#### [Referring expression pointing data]
──────────────────────────────
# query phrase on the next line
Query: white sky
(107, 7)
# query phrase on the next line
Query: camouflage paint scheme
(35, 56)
──────────────────────────────
#### [ACTION ITEM]
Repeat word for word the lines running from the line containing "Query: white sky" to the end of the entries above, inclusive.

#### [PROBLEM SOLUTION]
Query: white sky
(107, 7)
# query phrase on the next line
Query: camouflage paint scheme
(35, 56)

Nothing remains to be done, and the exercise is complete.